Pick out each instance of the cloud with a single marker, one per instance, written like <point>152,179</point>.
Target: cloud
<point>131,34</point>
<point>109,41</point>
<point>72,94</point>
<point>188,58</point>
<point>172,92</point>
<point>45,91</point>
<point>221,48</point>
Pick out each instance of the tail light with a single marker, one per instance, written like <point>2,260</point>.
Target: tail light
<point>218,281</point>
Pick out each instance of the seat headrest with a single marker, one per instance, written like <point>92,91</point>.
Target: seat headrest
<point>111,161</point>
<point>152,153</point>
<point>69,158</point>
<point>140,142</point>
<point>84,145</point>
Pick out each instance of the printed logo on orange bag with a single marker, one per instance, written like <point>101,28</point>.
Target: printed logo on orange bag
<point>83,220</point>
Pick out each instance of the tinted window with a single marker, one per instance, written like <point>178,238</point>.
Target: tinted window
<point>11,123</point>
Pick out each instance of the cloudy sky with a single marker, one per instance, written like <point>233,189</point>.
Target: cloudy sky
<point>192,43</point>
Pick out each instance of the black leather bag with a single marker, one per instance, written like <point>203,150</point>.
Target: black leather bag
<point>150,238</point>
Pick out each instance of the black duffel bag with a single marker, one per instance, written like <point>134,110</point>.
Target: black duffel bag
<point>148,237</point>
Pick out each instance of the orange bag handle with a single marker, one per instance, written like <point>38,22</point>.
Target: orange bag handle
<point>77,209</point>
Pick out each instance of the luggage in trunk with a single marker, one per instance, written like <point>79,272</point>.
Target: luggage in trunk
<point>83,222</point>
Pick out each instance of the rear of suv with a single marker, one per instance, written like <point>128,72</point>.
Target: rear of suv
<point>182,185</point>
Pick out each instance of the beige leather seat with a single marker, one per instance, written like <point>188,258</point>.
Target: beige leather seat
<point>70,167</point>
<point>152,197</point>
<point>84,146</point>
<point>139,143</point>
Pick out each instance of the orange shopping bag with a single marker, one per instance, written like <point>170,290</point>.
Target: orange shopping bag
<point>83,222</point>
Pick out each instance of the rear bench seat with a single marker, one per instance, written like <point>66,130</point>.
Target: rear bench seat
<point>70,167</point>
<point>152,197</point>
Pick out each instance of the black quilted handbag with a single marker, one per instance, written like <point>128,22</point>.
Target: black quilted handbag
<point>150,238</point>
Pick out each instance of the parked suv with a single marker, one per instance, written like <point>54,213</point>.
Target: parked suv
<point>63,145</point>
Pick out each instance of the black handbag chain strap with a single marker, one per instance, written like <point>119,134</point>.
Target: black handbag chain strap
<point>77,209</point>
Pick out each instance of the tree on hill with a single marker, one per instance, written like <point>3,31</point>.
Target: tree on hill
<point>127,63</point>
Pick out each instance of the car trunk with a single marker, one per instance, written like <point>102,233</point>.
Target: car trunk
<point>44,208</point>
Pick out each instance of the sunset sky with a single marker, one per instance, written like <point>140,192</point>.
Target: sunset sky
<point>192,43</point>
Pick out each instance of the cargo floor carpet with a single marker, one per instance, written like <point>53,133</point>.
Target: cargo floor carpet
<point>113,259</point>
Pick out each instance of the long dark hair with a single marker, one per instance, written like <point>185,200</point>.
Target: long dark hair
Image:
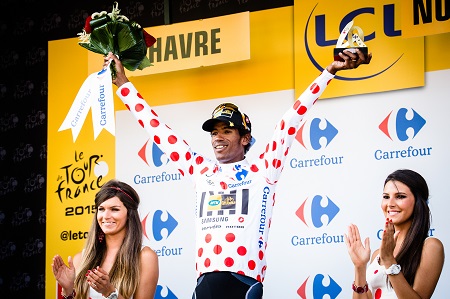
<point>124,274</point>
<point>411,250</point>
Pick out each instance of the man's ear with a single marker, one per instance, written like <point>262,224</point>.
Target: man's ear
<point>246,139</point>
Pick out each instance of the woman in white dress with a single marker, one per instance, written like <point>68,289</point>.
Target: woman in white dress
<point>113,263</point>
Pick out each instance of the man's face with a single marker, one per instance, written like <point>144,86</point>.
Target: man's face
<point>227,144</point>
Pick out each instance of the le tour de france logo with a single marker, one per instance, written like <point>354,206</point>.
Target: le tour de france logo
<point>321,40</point>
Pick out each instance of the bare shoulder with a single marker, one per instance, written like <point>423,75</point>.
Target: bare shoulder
<point>77,260</point>
<point>148,255</point>
<point>375,254</point>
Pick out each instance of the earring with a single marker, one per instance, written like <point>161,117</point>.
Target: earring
<point>101,236</point>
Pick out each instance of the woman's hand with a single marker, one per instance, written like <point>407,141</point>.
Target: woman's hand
<point>359,253</point>
<point>111,60</point>
<point>64,275</point>
<point>98,279</point>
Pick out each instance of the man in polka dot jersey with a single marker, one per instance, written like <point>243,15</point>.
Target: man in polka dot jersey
<point>235,197</point>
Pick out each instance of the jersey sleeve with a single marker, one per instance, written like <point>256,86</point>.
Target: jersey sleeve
<point>177,149</point>
<point>278,147</point>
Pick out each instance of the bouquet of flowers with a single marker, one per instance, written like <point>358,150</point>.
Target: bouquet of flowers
<point>111,32</point>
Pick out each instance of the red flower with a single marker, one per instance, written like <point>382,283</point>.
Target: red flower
<point>149,40</point>
<point>87,25</point>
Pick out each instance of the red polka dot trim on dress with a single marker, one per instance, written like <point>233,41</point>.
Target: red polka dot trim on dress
<point>207,263</point>
<point>276,163</point>
<point>125,91</point>
<point>251,265</point>
<point>199,160</point>
<point>172,139</point>
<point>154,123</point>
<point>274,146</point>
<point>217,249</point>
<point>174,156</point>
<point>315,88</point>
<point>223,185</point>
<point>230,237</point>
<point>208,238</point>
<point>242,250</point>
<point>139,107</point>
<point>254,168</point>
<point>229,262</point>
<point>261,255</point>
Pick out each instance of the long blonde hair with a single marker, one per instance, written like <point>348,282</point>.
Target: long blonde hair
<point>125,272</point>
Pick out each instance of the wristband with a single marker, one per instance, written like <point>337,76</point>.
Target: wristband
<point>113,295</point>
<point>360,290</point>
<point>71,296</point>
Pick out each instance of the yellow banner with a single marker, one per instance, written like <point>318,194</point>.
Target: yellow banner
<point>425,17</point>
<point>195,44</point>
<point>397,62</point>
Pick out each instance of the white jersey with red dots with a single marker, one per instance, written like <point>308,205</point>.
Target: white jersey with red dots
<point>234,201</point>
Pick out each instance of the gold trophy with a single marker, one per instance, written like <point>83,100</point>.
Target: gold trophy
<point>352,38</point>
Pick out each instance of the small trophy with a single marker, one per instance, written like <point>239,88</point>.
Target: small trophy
<point>352,38</point>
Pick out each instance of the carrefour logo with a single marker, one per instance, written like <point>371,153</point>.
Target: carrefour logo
<point>317,212</point>
<point>311,212</point>
<point>159,225</point>
<point>316,134</point>
<point>153,155</point>
<point>402,125</point>
<point>321,287</point>
<point>319,130</point>
<point>397,124</point>
<point>160,291</point>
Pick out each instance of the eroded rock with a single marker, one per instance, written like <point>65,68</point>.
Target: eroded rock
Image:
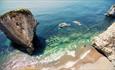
<point>111,11</point>
<point>105,43</point>
<point>19,26</point>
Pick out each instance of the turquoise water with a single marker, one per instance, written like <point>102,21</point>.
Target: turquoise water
<point>49,14</point>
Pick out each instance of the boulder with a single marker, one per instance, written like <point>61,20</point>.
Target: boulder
<point>63,25</point>
<point>105,43</point>
<point>111,11</point>
<point>19,26</point>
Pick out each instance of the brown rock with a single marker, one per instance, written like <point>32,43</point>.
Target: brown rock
<point>19,25</point>
<point>105,43</point>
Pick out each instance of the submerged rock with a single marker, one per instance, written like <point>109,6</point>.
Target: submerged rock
<point>19,26</point>
<point>63,25</point>
<point>111,11</point>
<point>105,43</point>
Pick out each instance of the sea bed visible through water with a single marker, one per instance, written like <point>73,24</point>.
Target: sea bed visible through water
<point>56,43</point>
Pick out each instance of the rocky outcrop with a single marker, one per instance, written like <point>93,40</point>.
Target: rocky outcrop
<point>19,26</point>
<point>111,11</point>
<point>105,43</point>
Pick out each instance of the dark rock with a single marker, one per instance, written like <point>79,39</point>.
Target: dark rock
<point>19,26</point>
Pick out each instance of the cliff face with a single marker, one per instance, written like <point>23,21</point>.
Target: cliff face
<point>19,25</point>
<point>105,43</point>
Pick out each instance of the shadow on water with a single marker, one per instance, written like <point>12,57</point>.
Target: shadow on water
<point>39,46</point>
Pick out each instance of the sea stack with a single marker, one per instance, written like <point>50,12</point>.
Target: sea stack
<point>111,11</point>
<point>105,43</point>
<point>19,26</point>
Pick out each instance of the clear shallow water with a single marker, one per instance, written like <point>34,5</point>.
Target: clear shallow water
<point>51,13</point>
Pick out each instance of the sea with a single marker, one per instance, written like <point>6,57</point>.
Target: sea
<point>54,41</point>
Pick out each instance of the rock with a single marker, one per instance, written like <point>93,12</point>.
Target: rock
<point>105,43</point>
<point>77,22</point>
<point>19,26</point>
<point>62,25</point>
<point>111,11</point>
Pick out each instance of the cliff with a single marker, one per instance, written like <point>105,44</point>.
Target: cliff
<point>19,26</point>
<point>105,43</point>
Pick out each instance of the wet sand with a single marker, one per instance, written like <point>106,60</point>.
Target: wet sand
<point>86,58</point>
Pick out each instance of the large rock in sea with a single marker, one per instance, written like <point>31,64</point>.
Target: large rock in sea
<point>111,11</point>
<point>19,26</point>
<point>105,43</point>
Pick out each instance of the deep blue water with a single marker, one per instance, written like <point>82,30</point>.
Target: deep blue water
<point>51,13</point>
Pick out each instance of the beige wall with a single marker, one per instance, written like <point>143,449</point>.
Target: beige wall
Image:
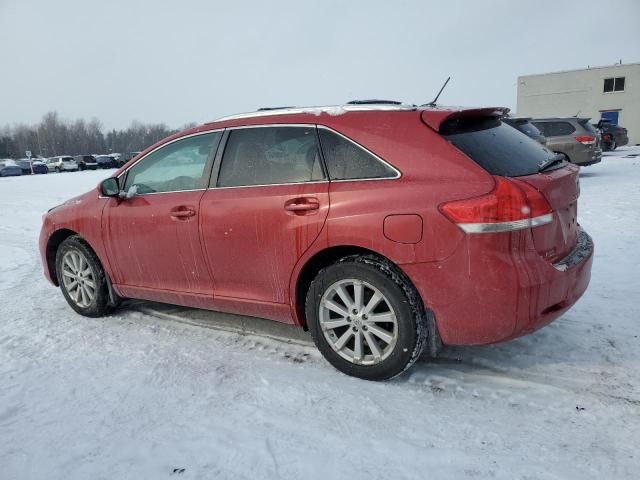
<point>580,92</point>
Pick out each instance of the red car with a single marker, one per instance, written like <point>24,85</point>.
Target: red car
<point>386,230</point>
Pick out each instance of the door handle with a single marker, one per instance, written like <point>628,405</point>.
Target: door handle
<point>302,204</point>
<point>183,212</point>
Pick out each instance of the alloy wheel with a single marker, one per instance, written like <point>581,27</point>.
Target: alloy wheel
<point>358,321</point>
<point>78,278</point>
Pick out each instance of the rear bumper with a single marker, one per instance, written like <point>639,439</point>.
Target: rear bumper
<point>589,158</point>
<point>496,287</point>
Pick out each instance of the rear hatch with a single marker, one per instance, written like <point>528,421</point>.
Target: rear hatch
<point>507,153</point>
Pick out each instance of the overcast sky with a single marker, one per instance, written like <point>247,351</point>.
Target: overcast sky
<point>193,61</point>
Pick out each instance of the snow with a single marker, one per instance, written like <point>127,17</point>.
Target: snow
<point>146,393</point>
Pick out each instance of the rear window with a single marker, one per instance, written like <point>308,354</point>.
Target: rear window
<point>495,146</point>
<point>529,129</point>
<point>588,127</point>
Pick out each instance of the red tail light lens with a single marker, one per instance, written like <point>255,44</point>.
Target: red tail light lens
<point>586,139</point>
<point>512,205</point>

···

■ Task directions ■
Wherever a line of the listing above contains the string "eroded", copy that line.

■ Task output ■
Pick out each instance of the eroded rock with a single marker, one per instance, written like <point>65,68</point>.
Target: eroded rock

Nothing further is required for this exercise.